◆ Given task
Reproduce each of the rows below word for word, leaving the pictures out of your answer.

◇ ◇ ◇ ◇ ◇ ◇ ◇

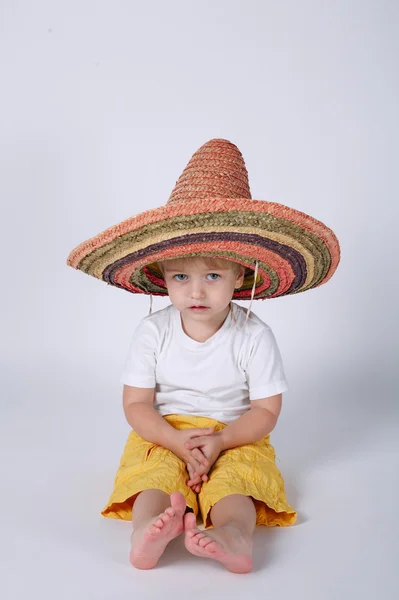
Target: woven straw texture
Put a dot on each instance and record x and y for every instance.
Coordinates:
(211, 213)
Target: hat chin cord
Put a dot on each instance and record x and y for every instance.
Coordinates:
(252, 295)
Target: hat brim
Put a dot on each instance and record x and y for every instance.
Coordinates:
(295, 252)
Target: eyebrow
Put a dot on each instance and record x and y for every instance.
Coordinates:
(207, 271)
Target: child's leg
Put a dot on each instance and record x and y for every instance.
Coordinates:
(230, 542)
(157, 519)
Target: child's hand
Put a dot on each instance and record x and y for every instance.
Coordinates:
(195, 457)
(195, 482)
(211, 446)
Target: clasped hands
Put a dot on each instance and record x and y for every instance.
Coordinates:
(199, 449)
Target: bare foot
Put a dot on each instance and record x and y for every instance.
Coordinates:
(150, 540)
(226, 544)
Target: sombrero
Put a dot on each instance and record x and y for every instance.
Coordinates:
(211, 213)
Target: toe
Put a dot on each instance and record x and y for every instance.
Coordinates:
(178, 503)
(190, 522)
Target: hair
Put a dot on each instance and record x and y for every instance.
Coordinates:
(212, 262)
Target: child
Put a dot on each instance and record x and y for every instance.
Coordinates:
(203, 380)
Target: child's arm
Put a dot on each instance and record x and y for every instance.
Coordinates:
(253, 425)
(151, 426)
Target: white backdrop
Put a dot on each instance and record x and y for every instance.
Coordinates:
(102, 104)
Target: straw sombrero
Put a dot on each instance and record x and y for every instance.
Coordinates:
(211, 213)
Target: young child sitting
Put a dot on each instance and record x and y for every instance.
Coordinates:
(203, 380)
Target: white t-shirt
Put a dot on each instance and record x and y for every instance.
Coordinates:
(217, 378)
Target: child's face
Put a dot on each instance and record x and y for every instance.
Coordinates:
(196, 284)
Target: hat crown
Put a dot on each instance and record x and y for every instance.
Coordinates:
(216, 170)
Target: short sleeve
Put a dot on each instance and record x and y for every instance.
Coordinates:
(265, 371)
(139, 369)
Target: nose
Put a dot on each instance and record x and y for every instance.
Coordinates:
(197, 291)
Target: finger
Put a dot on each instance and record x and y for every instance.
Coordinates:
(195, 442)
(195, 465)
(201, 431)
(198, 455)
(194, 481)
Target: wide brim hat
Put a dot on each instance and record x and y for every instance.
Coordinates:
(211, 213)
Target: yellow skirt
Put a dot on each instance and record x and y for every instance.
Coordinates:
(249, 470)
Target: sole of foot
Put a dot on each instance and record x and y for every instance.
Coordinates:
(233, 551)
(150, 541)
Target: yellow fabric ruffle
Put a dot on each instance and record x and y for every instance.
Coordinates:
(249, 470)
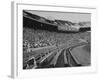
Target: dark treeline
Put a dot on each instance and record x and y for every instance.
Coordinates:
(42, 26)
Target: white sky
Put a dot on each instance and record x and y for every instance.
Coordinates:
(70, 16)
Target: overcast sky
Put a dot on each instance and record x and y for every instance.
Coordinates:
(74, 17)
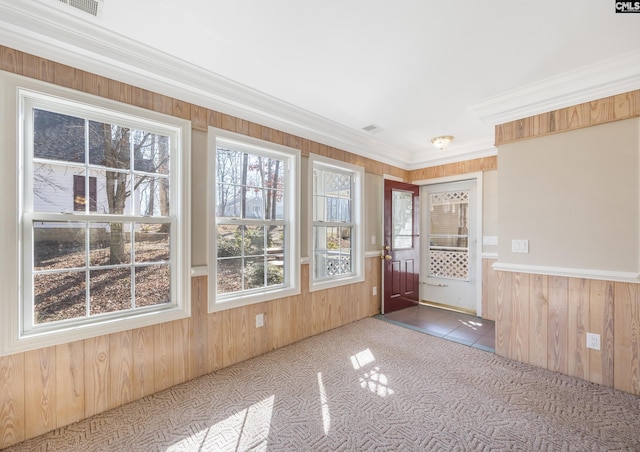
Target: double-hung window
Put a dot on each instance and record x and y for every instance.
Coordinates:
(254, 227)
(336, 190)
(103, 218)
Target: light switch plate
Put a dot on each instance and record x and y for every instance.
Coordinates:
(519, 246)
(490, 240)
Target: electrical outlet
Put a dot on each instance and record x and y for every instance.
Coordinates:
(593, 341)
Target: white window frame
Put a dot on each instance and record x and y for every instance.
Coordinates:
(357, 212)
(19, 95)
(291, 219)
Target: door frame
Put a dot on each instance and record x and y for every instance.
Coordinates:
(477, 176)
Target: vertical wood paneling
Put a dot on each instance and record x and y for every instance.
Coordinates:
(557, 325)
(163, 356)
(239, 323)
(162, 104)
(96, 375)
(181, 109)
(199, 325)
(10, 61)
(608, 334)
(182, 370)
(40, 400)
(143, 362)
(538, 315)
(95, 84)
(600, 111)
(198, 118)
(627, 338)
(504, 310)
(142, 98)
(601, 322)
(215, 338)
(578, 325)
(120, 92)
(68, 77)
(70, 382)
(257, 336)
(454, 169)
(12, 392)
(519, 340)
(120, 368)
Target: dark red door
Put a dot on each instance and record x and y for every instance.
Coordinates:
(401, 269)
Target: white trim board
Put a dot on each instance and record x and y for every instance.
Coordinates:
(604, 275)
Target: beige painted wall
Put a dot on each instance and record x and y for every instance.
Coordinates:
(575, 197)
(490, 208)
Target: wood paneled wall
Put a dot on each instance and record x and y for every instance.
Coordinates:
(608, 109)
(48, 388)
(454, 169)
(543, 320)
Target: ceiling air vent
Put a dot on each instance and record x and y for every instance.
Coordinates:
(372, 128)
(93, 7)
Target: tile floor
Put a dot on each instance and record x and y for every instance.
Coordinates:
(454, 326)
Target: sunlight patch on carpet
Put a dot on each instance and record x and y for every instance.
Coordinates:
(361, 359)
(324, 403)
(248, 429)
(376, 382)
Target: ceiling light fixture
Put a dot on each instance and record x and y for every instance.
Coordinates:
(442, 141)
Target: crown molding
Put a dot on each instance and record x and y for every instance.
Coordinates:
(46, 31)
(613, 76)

◇ ◇ ◇ ◇ ◇ ◇ ◇

◆ Complete response
Target: woven straw texture
Put a dot on each instance and record x and y for every instance.
Coordinates:
(211, 213)
Target: hat chin cord
Put a dot on each instance and record x and y for every instance.
Coordinates:
(252, 295)
Target: hat brim
Put a dot on each instance and record x and y for every instance.
Coordinates:
(295, 252)
Target: eyebrow
Put a dot on each instance and record x and y for every instance.
Coordinates:
(207, 271)
Target: child's leg
Put a dot on each instance and record x and y for every instance.
Coordinates:
(230, 542)
(157, 519)
Target: child's hand
Put a dot on each instance and record x and y for every instance.
Coordinates:
(195, 457)
(195, 482)
(211, 446)
Target: clasped hands
Put a dot on each instance and record x and y for every instance.
Coordinates:
(199, 449)
Target: bare foot
Put a dot on each instance and record x and y for every instance.
Coordinates:
(150, 540)
(226, 544)
Target: sombrero
Put a dot on each instance and record x and y for every instance.
Coordinates:
(211, 213)
Target: toe
Put a dot on each instance and record x and y for every instance.
Coordinates:
(178, 503)
(190, 522)
Target: hair
Put a dot on each instance and record x and y for every instance.
Coordinates:
(212, 262)
Target: child
Put a dot on each instance and record x and y for every instance.
Coordinates:
(203, 380)
Target: child's arm
Put a dot on each instance and record x and y for every instance.
Coordinates:
(253, 425)
(151, 426)
Target: white backdrop
Put a dot on each instance and record x and y for every instance.
Coordinates:
(102, 104)
Target: straw sombrero
Put a dot on each instance and record x and y for every instance.
Coordinates:
(211, 213)
Target: young child sitting
Put a dot on each instance and record x and y for every instance.
Coordinates:
(203, 380)
Target: white t-shirt
Put a dot on each instance and record x and y for every instance.
Coordinates:
(217, 378)
Target: child's face
Put a dot on each instance and record x and y for every instance.
Coordinates:
(196, 284)
Target: hat crown
Put a dot on each instance and record x and y for every instance.
Coordinates:
(216, 170)
Target: short sleeve
Put a dot on each instance and record x and y for every instance.
Coordinates:
(265, 371)
(139, 369)
Target: nose
Put a dot on each instance and record x and y for every instance.
Coordinates:
(197, 291)
Target: finger
Put a dot on each instance and record x and y for every instance.
Coordinates:
(195, 442)
(195, 465)
(201, 431)
(198, 455)
(194, 481)
Target: wide brim hat
Put a dot on each instance and record x and y for every instance.
Coordinates:
(211, 213)
Target: yellow skirt
Put a dot on each instance and record x and y for every instance.
Coordinates:
(249, 470)
Target: sole of foot
Put a dot on each instance and record x and y for every instance.
Coordinates:
(233, 551)
(150, 541)
Target: yellow fabric ruffle
Put a dot on each instance and record x and y for every instance.
Coordinates:
(249, 470)
Target: dark treeline
Put a dot on each instance and record x and y for every instance.
Coordinates:
(42, 26)
Target: white sky
Put a dot on each instance and record x and y for every instance.
Coordinates:
(70, 16)
Target: overcast sky
Put a dot on each instance and record x and y for every instance.
Coordinates:
(74, 17)
Target: double-hung window
Put a dot on each instance and record x and y for every instance.
Coordinates:
(254, 227)
(336, 190)
(103, 218)
Target: light switch plate
Put a dot on each instance and record x and y for every instance.
Coordinates:
(519, 246)
(490, 240)
Target: electrical outlet
Put a dot on each instance and record x and y for every instance.
Coordinates:
(593, 341)
Target: white window frame
Put a dot on each instance and record x and y for every instance.
Coordinates:
(357, 212)
(19, 95)
(291, 219)
Target: door frame
Put a dot on each instance and record x and y for every instance.
Coordinates:
(477, 176)
Target: vertical wood paneling
Put a dot on each instance and record x and y for every instance.
Coordinates:
(557, 325)
(163, 356)
(239, 323)
(162, 104)
(96, 375)
(181, 109)
(199, 325)
(10, 61)
(608, 334)
(182, 370)
(40, 400)
(143, 362)
(538, 315)
(95, 84)
(600, 111)
(198, 118)
(627, 338)
(504, 310)
(142, 98)
(601, 322)
(215, 338)
(578, 325)
(120, 92)
(68, 77)
(70, 382)
(257, 336)
(454, 169)
(12, 392)
(519, 340)
(120, 368)
Target: dark red door
Put a dot on each instance and record x and y for every instance.
Coordinates:
(401, 269)
Target: white trim board
Put a dot on each instance and record x and y for every instance.
Coordinates:
(604, 275)
Target: beige painted wall
Put a dot on each instance and record x and y for every instance.
Coordinates:
(575, 197)
(490, 208)
Target: wood paneled wall
Put a dot on each instance and record x and y for every instance.
Coordinates:
(608, 109)
(48, 388)
(454, 169)
(543, 320)
Target: ceiling air vent
Put a dot on each instance and record x and y for every instance.
Coordinates:
(372, 128)
(93, 7)
Target: tile floor
Put a dot on each instance and record x and y for every instance.
Coordinates:
(454, 326)
Target: sunlight patch on carpet
Put a dot on each instance and record x and y for every instance.
Coordinates:
(361, 359)
(324, 403)
(248, 429)
(376, 382)
Target: ceiling light fixture
Put a dot on each instance and record x and y for every instance.
Coordinates:
(442, 141)
Target: crown molding
Put a dot on each instance and record x and y for every instance.
Coordinates:
(46, 31)
(613, 76)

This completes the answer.